Stanzas Four and Five
lowered through a deep, knees-reaching,
carpeted as if with skill,
The following stanza adds in more detail about the same movement. It lowers down, bending to its own will as is focusing on its intended prey. It is hard to read these lines separately from the previous and following stanzas. The poet’s style works as stream-of-consciousness writing, with words flowing freely, and sometimes without clear definition between one thought and the next.
The last line of the fifth stanza rhyme with the last of the fourth (as it does with the final line of the poem).
Stanzas Six and Seven
tracing, killing will.
The final stanza is only two lines long and is a rhyming couplet. It provides two more compound words that define the insect before the final line reminds readers of its “killing will.” It’s focused, sober, ready for anything. Its will is leading it towards one final action that does not occur within the lines of the poem.
Structure and Form
‘Insect’ by Annie Finch is a seven-stanza poem that’s divided into six tercets, or sets of three lines and one final single-line stanza. The lines do not follow a specific rhyme scheme or metrical pattern, and they range in length from one word up to six. Despite the lack of structure, there are numerous literary devices at play that help to make this poem feel cohesive and unified.
Throughout ‘Insect,’ Finch makes use of several literary devices. These include but are not limited to:
- Alliteration: occurs when the poet repeats the same consonant sounds at the beginning of multiple words. For example, “back” and “backward-moving” in stanza three.
- Caesura: can be seen when the poet inserts a pause into the middle of a line. There are several examples in this short poem. For example, “lowered through a deep, knees-reaching.”
- Enjambment: occurs when the poet cuts off a line before its natural stopping point. For example, the transition between lines two and three of the second stanza and lines two and three of the fourth stanza.
- Imagery: is one of the most important literary devices at work in ‘Insect.’ It occurs when the poet uses especially effective descriptions. These are meant to trigger the reader’s senses, helping them to imagine a vibrant and interesting event, scene, feeling, etc. For example: “paper-folded, / wedge-contorted.”

• **Instructions for the task**
In the analysis of the poem 'Insect' above, which literary device occurs when the poet inserts a pause into the middle of a line?

• **Supplied records**
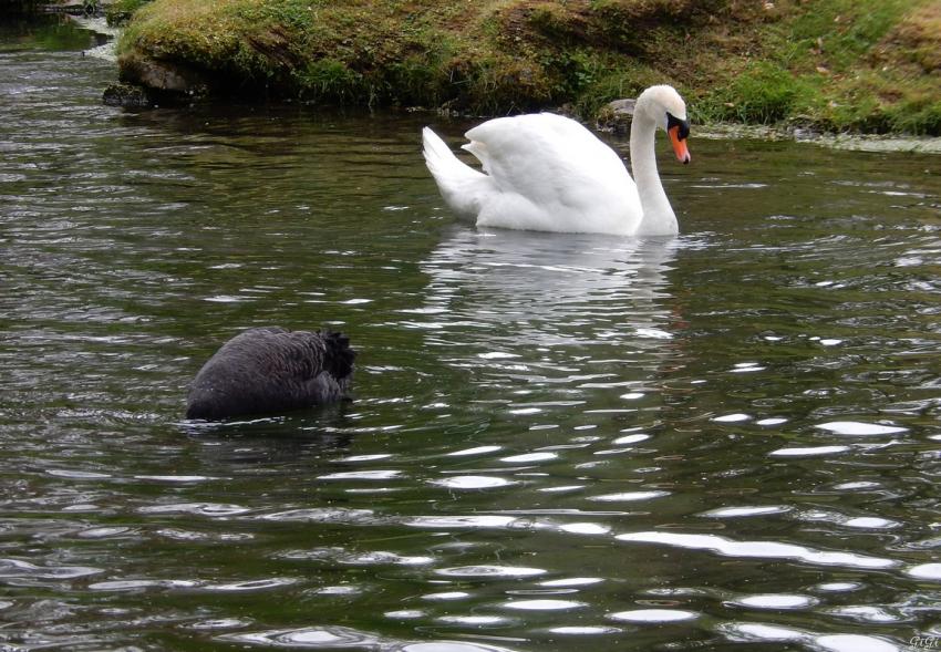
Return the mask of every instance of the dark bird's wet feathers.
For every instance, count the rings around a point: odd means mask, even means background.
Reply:
[[[355,352],[329,331],[247,330],[203,365],[189,389],[187,418],[287,412],[345,397]]]

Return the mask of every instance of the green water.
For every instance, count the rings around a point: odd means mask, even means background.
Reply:
[[[941,158],[694,132],[676,239],[478,231],[420,153],[475,121],[125,113],[49,29],[0,44],[4,649],[941,637]],[[185,422],[259,324],[343,330],[354,400]]]

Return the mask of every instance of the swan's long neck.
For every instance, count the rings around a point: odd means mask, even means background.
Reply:
[[[673,235],[678,230],[676,215],[656,172],[655,134],[656,123],[638,106],[631,122],[631,168],[643,208],[639,236]]]

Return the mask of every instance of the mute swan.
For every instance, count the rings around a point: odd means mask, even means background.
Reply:
[[[343,399],[355,352],[340,333],[247,330],[203,365],[186,399],[186,417],[207,421],[310,407]]]
[[[625,236],[672,236],[676,216],[656,173],[654,133],[670,134],[690,162],[686,105],[671,86],[638,97],[631,123],[631,163],[579,123],[551,113],[498,117],[467,132],[463,145],[484,172],[465,165],[431,128],[424,156],[445,203],[477,226]]]

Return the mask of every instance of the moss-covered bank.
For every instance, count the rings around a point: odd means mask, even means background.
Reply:
[[[938,0],[155,0],[118,49],[209,94],[591,115],[669,82],[700,122],[941,135]]]

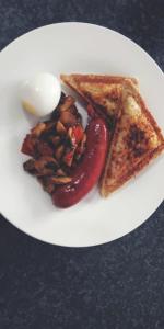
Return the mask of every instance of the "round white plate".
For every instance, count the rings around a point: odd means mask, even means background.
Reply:
[[[62,246],[112,241],[141,225],[163,201],[164,159],[103,200],[95,189],[68,209],[56,208],[37,181],[22,169],[30,122],[19,83],[37,71],[137,77],[148,106],[164,128],[164,77],[138,45],[101,26],[60,23],[34,30],[0,53],[0,212],[26,234]],[[84,111],[83,111],[84,112]]]

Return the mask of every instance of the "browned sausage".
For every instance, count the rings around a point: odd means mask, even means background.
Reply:
[[[61,185],[52,194],[56,206],[70,207],[84,197],[97,183],[104,169],[108,148],[108,131],[103,118],[93,118],[86,128],[86,149],[71,183]]]

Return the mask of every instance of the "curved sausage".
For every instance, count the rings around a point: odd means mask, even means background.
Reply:
[[[71,183],[58,186],[52,194],[56,206],[69,207],[78,203],[102,174],[108,148],[108,131],[104,120],[93,118],[86,128],[86,136],[84,158],[74,170]]]

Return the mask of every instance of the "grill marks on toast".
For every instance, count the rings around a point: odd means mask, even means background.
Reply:
[[[122,112],[112,141],[101,194],[107,196],[138,173],[164,148],[164,139],[141,95],[124,82]]]
[[[107,196],[145,167],[164,148],[162,133],[133,78],[70,75],[61,80],[105,115],[113,139],[101,181]]]

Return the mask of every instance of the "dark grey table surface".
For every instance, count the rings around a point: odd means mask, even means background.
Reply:
[[[164,69],[163,0],[0,0],[0,49],[65,21],[121,32]],[[1,216],[0,329],[163,329],[163,300],[164,203],[131,234],[84,249],[39,242]]]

• **Response to the task**
Caesura